→ TASK TO CARRY OUT
Put every line of the entries below into a numbered list, skipping any blank lines and omitting the pictures.

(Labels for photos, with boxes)
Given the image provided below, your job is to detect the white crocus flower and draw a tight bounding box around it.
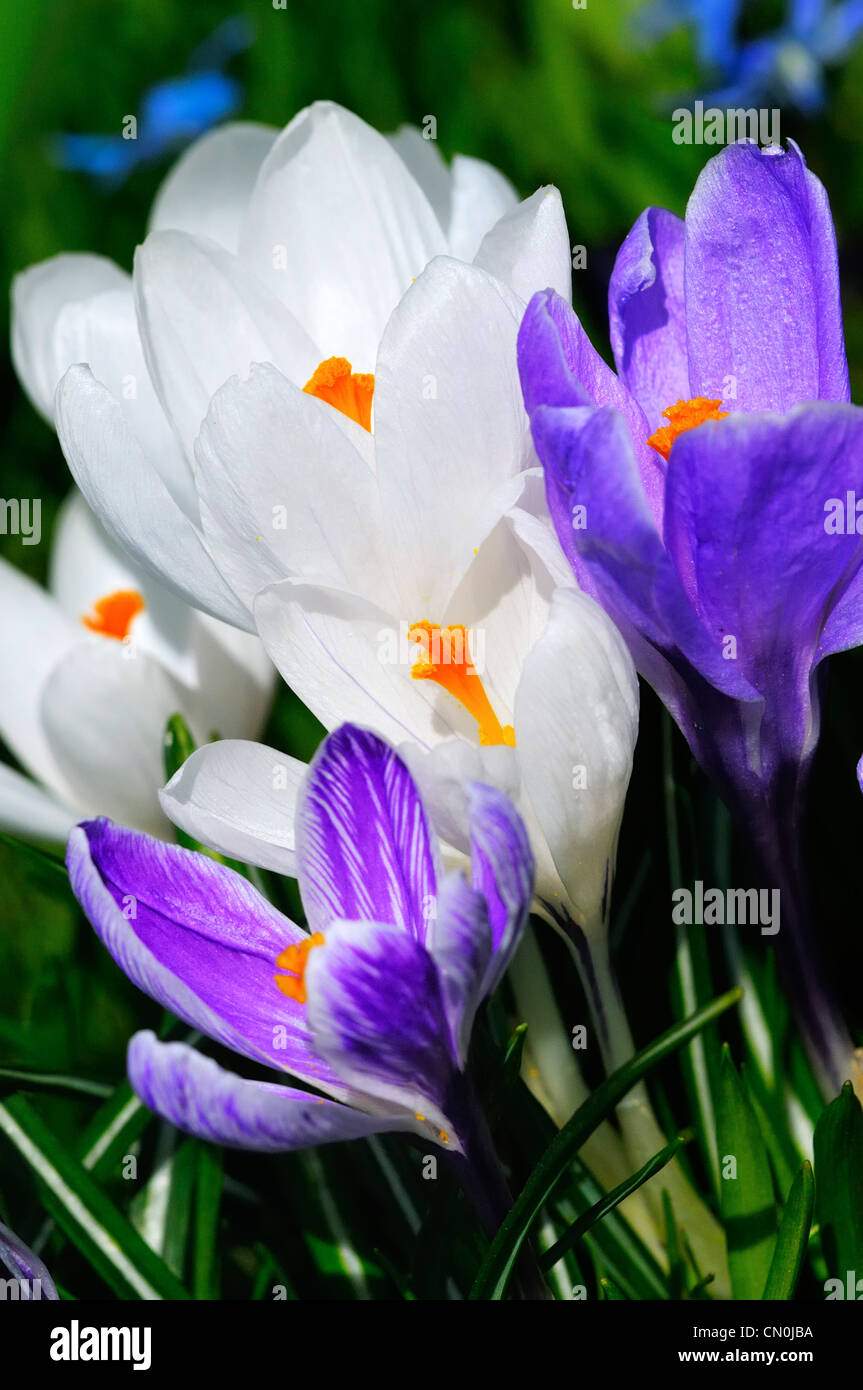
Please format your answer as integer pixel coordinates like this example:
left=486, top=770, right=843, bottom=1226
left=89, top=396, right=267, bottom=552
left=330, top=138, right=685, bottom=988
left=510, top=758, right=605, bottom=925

→ IN RESPONSE
1. Given the image provided below, your job is to detect the white crocus flower and draw a tight bounding box around it.
2. Please format your answer as integer pixel coordinates like this example:
3. left=486, top=770, right=843, bottom=1226
4. left=89, top=396, right=267, bottom=552
5. left=330, top=138, right=685, bottom=988
6. left=510, top=758, right=605, bottom=925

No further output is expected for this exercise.